→ TAREFA PROPOSTA A:
Reproduza a parte do texto sobre a ideia de liberdade que começa em "A transição do" e termina em "para se viver.", substituindo "Idade Média" por "era medieval".
→ TAREFA PROPOSTA B:
Redigite sem nenhuma alteração as linhas dos registros que começam na linha que contém "job: provide the outline of every instance of the paddleboard" e terminam no fim dos registros, incluindo a primeira e a última.

→ TRECHO:
◆ ◆ ◆ ◆ ◆
Já em Aristóteles, prosseguiu o professor, chegamos a uma nova estrutura deste pensamento no que tange à ideia de exercício das liberdades e da cidadania. Para ele, importava também era estabelecer que alguns homens, os livres, pudessem se libertar de todas as obrigações para poder debater, na coletividade, os rumos de uma sociedade. Toda a ideia do conceito de liberdade estava depositada em algumas pessoas e conectada diretamente em a um espaço público.

Num momento seguinte, na derrocada da Grécia clássica, alguns pensadores deslocam este espaço de debate público para a interioridade humana. “Era uma nova perspectiva, a de que cada indivíduo, senhor de sua própria existência e capaz de conhecer a si mesmo sob todos as perspectivas, será capaz de vencer as suas paixões para efetivamente se dizer livre”. O autocontrole, então, era a centralidade dessa nova forma de pensar.

A transição do espaço público para a intimidade foi um importante fator para determinar na Idade Média a transcendência desta ideia da interioridade para um espaço superior, “onde transferimos a ideia de liberdade para um ser superior, supremo, metafísico, que escolhe seus principais atores para dizer o Direito à sociedade”, disse, lembrando pensadores como Tomás de Aquino e Martín Lutero.

Em seguida Pansieri fez a uma reflexão dos contratualistas, a partir do inglês Thomas Hobbes – pensador que via no seio da sociedade um potencial conflito, pois na busca de bens escassos os indivíduos se tornam inimigos e lutam pela eliminação mútua, e de John Locke, que refutou o absolutismo e instituiu que o estado fundado na supremacia da liberdade além de se preocupar com a manutenção da função judiciária seria a melhor estrutura para se viver.

“Se para Hobbes o abuso de liberdade constituía estado de guerra, para Locke se atinge a situação quando é dado a cada um o direito de julgar de acordo com sua própria conveniência e a sua lei, e de executar o castigo de acordo com o seu julgar e apropriado com a sua convicção.”

O palestrante citou ainda figuras importantes ainda como Jean-Jacques Russeau e Montesquieu, com destaque para Immanuel Kant – o filósofo que levantou a possibilidade de se liquefazer a liberdade no Direito, que é condição para a sobrevivência e a convivência dos homens.
◆ ◆ ◆ ◆ ◆
Trecho do conjunto de dados
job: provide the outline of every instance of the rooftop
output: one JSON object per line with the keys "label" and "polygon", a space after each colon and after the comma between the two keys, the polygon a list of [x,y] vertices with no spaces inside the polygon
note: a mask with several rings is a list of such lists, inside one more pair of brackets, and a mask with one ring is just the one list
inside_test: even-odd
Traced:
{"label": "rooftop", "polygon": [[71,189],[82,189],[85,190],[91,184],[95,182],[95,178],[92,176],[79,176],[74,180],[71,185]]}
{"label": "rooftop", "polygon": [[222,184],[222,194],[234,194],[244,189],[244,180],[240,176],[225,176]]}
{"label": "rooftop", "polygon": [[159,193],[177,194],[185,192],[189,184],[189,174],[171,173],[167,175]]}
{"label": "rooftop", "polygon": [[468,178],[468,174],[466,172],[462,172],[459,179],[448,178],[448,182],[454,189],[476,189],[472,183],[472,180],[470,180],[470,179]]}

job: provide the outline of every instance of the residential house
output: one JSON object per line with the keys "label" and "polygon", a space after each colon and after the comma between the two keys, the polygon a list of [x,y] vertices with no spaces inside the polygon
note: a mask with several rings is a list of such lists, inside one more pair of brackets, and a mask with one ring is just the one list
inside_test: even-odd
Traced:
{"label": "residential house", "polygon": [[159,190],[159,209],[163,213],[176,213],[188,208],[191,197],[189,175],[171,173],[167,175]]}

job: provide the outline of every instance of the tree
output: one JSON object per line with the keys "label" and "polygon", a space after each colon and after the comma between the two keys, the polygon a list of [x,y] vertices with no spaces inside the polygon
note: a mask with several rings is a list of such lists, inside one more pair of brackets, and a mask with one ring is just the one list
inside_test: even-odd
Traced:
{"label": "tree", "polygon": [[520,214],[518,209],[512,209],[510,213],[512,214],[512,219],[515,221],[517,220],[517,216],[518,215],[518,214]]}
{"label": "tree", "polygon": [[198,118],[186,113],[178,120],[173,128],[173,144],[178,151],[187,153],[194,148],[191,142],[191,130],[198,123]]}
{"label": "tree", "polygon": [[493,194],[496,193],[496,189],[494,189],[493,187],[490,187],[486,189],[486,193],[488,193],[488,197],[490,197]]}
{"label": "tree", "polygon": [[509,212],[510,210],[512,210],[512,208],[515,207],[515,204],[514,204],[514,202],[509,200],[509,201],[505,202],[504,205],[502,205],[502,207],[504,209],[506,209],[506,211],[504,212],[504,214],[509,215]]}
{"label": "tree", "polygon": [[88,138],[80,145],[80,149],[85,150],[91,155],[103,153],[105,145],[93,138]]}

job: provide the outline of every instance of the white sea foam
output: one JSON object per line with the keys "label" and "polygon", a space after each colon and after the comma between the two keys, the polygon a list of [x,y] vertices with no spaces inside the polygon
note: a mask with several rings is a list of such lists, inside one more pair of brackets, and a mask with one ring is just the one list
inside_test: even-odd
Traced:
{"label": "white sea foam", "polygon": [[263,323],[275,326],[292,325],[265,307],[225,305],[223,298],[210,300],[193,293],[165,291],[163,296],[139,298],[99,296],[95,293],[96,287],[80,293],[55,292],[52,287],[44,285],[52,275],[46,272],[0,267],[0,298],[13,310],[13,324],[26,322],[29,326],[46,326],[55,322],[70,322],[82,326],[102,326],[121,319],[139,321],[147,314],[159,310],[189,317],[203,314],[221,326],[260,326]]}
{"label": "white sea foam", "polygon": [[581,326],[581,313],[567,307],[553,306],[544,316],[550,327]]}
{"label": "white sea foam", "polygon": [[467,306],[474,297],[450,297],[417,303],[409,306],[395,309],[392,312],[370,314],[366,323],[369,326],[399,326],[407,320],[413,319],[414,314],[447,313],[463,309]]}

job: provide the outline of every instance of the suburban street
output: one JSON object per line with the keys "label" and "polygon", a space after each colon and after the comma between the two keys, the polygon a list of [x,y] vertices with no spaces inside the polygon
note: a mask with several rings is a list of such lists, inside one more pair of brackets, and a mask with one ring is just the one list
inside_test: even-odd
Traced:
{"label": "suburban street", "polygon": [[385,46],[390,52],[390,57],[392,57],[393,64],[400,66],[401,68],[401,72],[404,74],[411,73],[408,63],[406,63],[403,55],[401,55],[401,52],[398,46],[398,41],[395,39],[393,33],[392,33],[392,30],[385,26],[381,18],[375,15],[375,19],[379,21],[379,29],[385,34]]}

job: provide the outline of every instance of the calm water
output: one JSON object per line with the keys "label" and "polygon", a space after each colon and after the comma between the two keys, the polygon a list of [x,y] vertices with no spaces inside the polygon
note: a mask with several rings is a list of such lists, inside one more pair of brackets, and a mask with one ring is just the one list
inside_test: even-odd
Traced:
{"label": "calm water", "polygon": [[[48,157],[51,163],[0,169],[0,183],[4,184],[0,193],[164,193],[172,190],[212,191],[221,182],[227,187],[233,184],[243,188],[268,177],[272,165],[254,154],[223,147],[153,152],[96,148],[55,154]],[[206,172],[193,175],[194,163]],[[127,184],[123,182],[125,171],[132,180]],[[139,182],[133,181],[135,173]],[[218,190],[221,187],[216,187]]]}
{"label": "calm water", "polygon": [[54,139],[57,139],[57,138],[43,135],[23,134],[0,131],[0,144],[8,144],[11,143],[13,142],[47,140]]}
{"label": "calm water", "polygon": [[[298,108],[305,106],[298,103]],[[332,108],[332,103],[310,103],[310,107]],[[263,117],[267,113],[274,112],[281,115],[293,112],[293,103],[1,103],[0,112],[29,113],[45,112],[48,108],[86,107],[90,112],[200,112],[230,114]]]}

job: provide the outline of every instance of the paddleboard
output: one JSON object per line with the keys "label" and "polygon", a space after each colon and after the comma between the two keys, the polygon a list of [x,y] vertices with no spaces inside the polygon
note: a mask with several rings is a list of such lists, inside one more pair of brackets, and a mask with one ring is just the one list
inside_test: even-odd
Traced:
◆ ◆ ◆ ◆ ◆
→ SAÍDA COMPLETA A:
A transição do espaço público para a intimidade foi um importante fator para determinar na era medieval a transcendência desta ideia da interioridade para um espaço superior, “onde transferimos a ideia de liberdade para um ser superior, supremo, metafísico, que escolhe seus principais atores para dizer o Direito à sociedade”, disse, lembrando pensadores como Tomás de Aquino e Martín Lutero.

Em seguida Pansieri fez a uma reflexão dos contratualistas, a partir do inglês Thomas Hobbes – pensador que via no seio da sociedade um potencial conflito, pois na busca de bens escassos os indivíduos se tornam inimigos e lutam pela eliminação mútua, e de John Locke, que refutou o absolutismo e instituiu que o estado fundado na supremacia da liberdade além de se preocupar com a manutenção da função judiciária seria a melhor estrutura para se viver.

→ SAÍDA COMPLETA B:
job: provide the outline of every instance of the paddleboard
output: one JSON object per line with the keys "label" and "polygon", a space after each colon and after the comma between the two keys, the polygon a list of [x,y] vertices with no spaces inside the polygon
note: a mask with several rings is a list of such lists, inside one more pair of brackets, and a mask with one ring is just the one list
inside_test: even-odd
Traced:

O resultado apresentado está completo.